■ Task brief: Set down, without alteration, the lines from the one that contains "the dark hardwood" through the final line of the material below.

----------

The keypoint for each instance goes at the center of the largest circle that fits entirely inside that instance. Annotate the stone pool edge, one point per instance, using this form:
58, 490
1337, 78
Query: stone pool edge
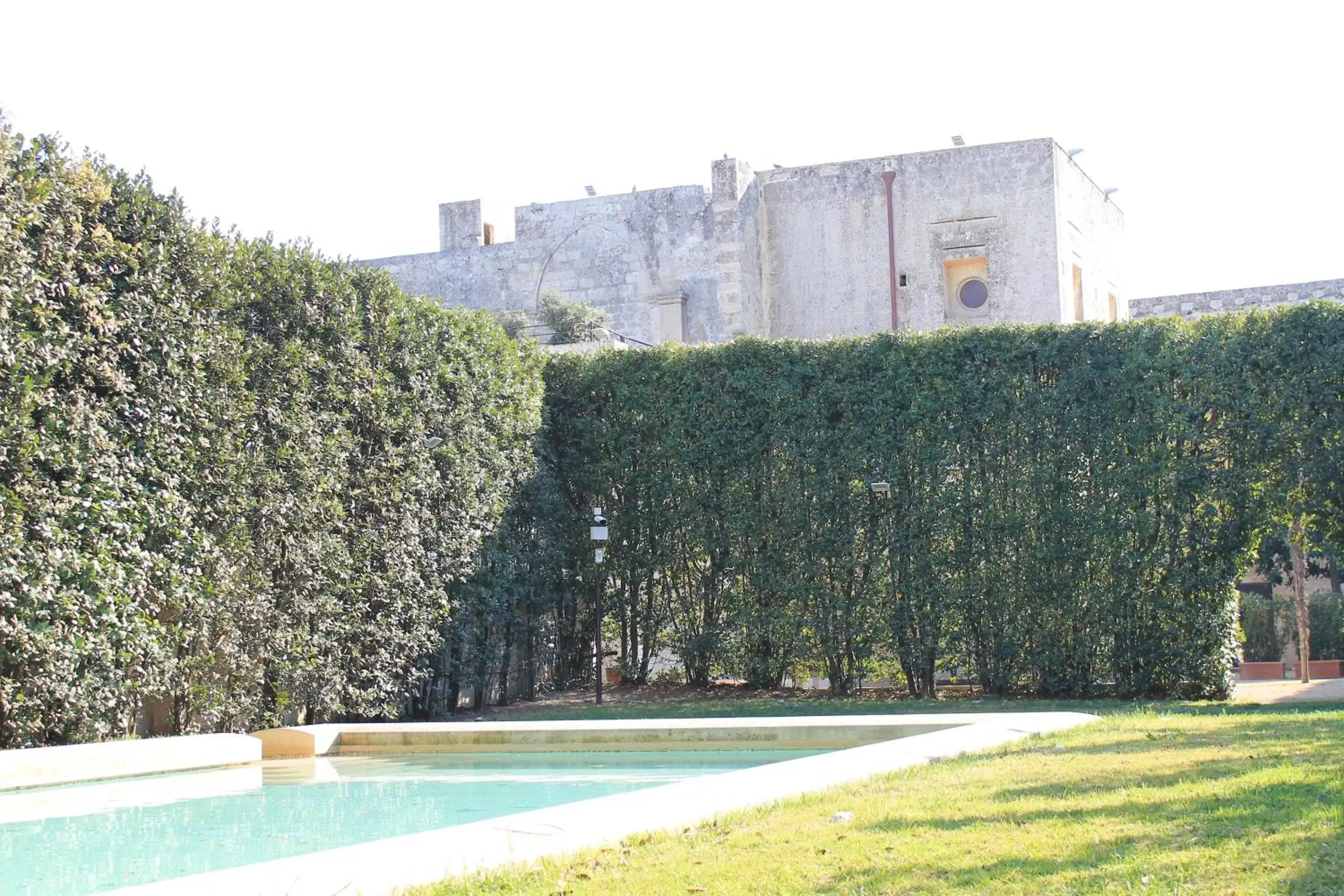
383, 867
113, 759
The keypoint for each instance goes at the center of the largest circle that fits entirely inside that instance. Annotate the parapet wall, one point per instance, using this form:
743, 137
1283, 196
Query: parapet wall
1193, 306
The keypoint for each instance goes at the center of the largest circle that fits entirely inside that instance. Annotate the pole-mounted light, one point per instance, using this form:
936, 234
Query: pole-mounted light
599, 535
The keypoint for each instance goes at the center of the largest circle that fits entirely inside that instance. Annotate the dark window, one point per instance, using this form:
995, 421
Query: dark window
974, 293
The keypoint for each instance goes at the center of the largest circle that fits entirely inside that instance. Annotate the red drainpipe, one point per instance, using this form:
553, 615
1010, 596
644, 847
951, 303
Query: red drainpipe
889, 177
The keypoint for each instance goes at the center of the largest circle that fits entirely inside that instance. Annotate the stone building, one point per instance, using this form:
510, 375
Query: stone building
972, 234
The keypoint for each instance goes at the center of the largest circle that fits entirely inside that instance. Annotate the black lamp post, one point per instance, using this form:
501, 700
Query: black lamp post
597, 534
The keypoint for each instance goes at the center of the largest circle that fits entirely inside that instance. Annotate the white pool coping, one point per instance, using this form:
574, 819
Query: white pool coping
385, 867
729, 732
47, 766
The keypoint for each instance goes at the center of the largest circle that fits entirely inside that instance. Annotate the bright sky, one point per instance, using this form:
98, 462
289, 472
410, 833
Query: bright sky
1221, 123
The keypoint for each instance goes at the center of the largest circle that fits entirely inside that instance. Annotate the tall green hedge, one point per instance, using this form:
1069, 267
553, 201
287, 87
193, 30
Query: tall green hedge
1069, 505
218, 501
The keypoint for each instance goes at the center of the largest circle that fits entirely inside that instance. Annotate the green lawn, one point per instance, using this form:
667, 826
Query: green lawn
1166, 798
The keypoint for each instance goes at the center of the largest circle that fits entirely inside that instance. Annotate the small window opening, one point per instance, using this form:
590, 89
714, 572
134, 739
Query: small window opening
974, 293
1078, 293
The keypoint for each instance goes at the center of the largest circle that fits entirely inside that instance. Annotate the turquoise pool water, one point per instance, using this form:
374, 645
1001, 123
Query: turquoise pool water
88, 839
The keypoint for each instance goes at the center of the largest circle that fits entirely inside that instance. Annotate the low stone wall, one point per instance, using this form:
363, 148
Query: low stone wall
45, 766
1193, 306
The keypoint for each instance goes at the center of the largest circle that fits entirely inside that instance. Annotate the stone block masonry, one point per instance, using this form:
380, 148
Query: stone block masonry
801, 252
1194, 306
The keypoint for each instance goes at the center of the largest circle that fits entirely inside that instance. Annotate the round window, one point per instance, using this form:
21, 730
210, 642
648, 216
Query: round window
974, 293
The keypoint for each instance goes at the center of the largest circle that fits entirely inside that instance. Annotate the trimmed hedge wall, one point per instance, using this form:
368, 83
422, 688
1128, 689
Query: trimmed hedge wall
220, 501
1069, 507
217, 499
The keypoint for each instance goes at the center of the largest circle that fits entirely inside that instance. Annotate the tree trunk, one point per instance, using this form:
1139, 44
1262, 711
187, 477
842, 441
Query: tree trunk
1304, 625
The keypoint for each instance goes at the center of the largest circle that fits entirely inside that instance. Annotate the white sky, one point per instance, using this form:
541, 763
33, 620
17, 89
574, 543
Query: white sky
1221, 123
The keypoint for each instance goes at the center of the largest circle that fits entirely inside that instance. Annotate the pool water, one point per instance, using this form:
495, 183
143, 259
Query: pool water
86, 839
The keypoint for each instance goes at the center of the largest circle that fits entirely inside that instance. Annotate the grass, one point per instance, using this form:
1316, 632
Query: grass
1167, 798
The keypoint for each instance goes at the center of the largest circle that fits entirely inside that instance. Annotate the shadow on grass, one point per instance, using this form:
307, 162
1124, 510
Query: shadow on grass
1159, 827
1170, 831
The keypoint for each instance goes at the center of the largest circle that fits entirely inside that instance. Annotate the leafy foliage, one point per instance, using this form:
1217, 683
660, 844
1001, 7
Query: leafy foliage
1069, 507
217, 496
572, 320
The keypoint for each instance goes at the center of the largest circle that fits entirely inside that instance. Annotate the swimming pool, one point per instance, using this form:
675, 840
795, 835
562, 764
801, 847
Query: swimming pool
86, 839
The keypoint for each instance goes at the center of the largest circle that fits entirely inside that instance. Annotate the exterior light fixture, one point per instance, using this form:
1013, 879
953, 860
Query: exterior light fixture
597, 534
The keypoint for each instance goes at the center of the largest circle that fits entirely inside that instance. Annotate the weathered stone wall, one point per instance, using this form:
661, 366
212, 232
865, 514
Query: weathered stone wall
1232, 300
1090, 233
796, 252
612, 252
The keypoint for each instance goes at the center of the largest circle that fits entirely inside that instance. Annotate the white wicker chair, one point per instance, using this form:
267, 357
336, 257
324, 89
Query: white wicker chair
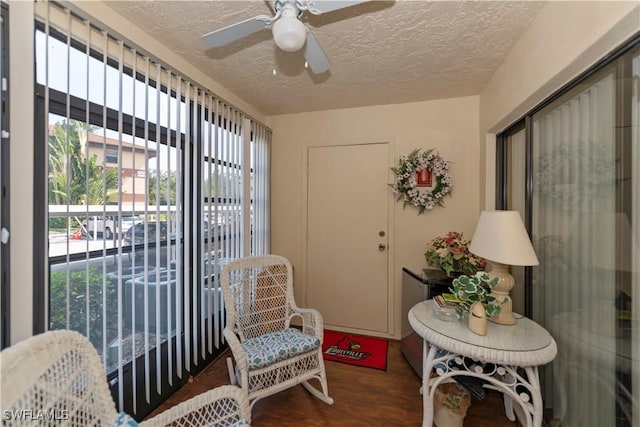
59, 373
270, 356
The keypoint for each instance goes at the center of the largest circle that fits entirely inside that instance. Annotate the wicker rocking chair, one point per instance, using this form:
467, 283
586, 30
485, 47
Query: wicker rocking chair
270, 355
58, 377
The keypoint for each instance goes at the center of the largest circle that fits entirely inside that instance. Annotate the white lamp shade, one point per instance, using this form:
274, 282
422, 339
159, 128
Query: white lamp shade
289, 33
500, 236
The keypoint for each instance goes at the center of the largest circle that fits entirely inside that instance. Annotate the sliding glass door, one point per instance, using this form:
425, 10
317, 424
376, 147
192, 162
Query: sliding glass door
147, 185
582, 161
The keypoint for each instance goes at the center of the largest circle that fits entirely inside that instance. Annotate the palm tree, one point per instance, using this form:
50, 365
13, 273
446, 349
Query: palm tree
74, 178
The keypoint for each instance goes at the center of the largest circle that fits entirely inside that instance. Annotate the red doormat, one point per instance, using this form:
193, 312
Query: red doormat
355, 349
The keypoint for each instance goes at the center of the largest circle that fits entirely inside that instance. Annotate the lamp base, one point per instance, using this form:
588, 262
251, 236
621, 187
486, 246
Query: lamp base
506, 282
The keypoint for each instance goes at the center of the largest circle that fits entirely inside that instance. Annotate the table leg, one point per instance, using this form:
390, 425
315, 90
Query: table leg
508, 407
429, 352
534, 381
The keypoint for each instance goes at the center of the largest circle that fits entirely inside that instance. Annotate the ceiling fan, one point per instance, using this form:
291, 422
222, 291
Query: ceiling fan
289, 33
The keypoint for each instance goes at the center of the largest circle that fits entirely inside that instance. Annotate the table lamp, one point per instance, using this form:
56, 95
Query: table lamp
502, 240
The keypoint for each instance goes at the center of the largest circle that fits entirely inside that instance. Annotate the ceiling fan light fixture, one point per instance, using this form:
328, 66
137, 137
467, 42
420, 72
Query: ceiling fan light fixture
289, 33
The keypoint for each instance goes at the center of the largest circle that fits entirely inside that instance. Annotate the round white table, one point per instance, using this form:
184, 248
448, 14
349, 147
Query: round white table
507, 359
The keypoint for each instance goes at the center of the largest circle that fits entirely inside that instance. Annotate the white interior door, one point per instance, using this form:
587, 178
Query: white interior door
347, 236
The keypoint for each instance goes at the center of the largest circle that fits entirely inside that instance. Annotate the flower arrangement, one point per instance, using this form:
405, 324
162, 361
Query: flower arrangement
405, 187
451, 254
477, 288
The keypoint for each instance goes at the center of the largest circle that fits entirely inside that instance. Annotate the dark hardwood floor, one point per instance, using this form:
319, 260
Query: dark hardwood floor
363, 397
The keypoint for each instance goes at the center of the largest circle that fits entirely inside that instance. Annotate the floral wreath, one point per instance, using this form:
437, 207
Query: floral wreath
405, 186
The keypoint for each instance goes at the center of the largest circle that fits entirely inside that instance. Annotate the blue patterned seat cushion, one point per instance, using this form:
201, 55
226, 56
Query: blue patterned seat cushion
273, 347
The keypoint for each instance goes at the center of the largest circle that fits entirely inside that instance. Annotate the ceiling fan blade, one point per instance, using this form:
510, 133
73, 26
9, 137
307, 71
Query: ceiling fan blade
236, 31
322, 6
314, 55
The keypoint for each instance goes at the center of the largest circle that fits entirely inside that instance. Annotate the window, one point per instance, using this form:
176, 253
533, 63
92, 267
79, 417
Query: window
573, 170
146, 198
111, 156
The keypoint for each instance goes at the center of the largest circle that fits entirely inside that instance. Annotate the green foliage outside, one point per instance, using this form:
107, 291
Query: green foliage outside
74, 178
83, 286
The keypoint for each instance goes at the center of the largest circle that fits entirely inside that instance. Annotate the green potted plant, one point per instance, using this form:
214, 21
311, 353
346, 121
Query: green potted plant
474, 297
451, 254
451, 402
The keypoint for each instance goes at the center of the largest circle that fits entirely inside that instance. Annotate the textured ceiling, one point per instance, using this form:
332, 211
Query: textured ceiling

----------

■ Complete answer:
The keypoint for each instance goes at the center of the largest circle that fits entirely inside that instance. Annotate the dark hardwood floor, one point per instance, using this form:
319, 260
Query: dark hardwood floor
363, 397
The keypoint for each instance goes at the center of the largest circle that fits entirely inside that instance. Annotate the floral wreath, one point per instance, using this form:
437, 207
Query: floral wreath
405, 186
The keypoint for each instance goes at the center of the largest circle that fits entirely inside that instance. Annotate the blue patterned seat cushion, one point per instance, using this form:
201, 55
226, 56
Query: blue patterned seat cushion
273, 347
The keypoint for each instance goes at the center of the largest circle that fits entirely inside that instance. Annotate the ceiling fan blade, one point per instance, using this form:
510, 133
73, 26
9, 137
307, 71
Query: ceiling fan blade
236, 31
322, 6
314, 55
The keypoint for each instance goes at the center of the largest circle that fits entirely inside that instance. Annotate the window, one point per instance, using this form:
176, 253
533, 63
92, 267
79, 417
Query: window
573, 170
146, 198
111, 156
The keypoint for each instance goes at the center of the largest circle that fits entirely inside that instance. Annotate the green foliage outside, one point per instance, using this form:
107, 291
Query: green foliage outside
74, 178
83, 286
The keypoint for each instance goes at the center of the largest circle that fits entirely inside that instance. Annotate the green potted plant, one point per instance, using this form:
214, 21
311, 353
346, 121
Query: green potted plant
474, 297
451, 254
451, 402
The keypoint for each instance goes at the center of the largest circle that fits entirely inside that instance. Annotate the textured ceiling, one point per instance, using this form:
332, 211
Query: textured ceiling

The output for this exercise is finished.